◆ Goal of the exercise:
Go through the records below and write each one out again unchanged.

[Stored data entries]
┌──

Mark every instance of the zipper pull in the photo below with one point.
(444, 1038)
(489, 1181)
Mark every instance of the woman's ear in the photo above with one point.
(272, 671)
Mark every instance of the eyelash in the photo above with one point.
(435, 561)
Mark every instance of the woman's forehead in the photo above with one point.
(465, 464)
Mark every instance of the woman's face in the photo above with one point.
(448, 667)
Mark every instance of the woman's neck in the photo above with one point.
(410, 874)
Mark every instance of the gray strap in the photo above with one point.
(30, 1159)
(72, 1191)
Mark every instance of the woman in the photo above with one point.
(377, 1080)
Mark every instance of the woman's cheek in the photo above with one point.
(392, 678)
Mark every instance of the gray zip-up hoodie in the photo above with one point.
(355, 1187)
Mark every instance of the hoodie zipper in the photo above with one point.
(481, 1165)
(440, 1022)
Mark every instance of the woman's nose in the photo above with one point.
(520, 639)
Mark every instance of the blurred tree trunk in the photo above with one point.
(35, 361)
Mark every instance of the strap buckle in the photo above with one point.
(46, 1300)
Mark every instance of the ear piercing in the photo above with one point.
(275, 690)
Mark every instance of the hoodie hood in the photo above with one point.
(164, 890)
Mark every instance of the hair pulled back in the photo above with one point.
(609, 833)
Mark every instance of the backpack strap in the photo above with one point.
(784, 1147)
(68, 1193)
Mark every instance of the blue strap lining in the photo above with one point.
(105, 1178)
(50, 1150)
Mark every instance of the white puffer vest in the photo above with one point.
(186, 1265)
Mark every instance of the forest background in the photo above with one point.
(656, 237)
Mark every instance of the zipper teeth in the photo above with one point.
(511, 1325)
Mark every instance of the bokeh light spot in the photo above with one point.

└──

◆ Output for this task:
Mark every instance of the zipper pull in the photo below with one point.
(444, 1038)
(489, 1181)
Mark every instance of the woman's ear in the photo above with one point.
(272, 671)
Mark every instance of the eyelash in the photo above with one point.
(435, 561)
Mark every instance of the woman's forehead in the photo above with one point.
(465, 464)
Mark every instance of the woman's face in the photo above with one point.
(448, 667)
Mark every instance of the woman's neck in the photo above with one point.
(410, 874)
Mark every instance of the gray strap in the photo above with one point.
(30, 1159)
(72, 1191)
Mark every instance of the woman in the photo above with one point.
(377, 1080)
Mark every instance of the woman's cheek in the photo above with one point.
(392, 678)
Mark every instance of the gray zip-up hoodie in the photo above with one point.
(355, 1187)
Mark every instance of the hoodie zipper in the photo above with one point.
(481, 1165)
(440, 1022)
Mark every instance of the woman's nose in the photo above with one point.
(520, 639)
Mark every instance of the blurred tree trunk in the photo above with one point.
(35, 361)
Mark every instance of the strap buckle in the photo above with one point.
(46, 1300)
Mark every instance of the ear piercing in the photo above with one point.
(275, 690)
Mark every instance of the hoodie hood in the photo above with one point.
(164, 890)
Mark every instance of the hair pulled back in the photo above with one point.
(609, 833)
Mark every instance of the backpack strap in the photo above with one point.
(784, 1147)
(68, 1193)
Mark every instance of the blue strap lining in the photo above with one point.
(105, 1178)
(50, 1150)
Mark every instance of the white puffer vest in the photo above with one point.
(186, 1265)
Mark every instance of the forest background in the photo above with one point.
(656, 237)
Mark every instance of the zipper teeth in the photo above with one point.
(511, 1325)
Mark every instance of the bokeh light spot in the photo above with one point.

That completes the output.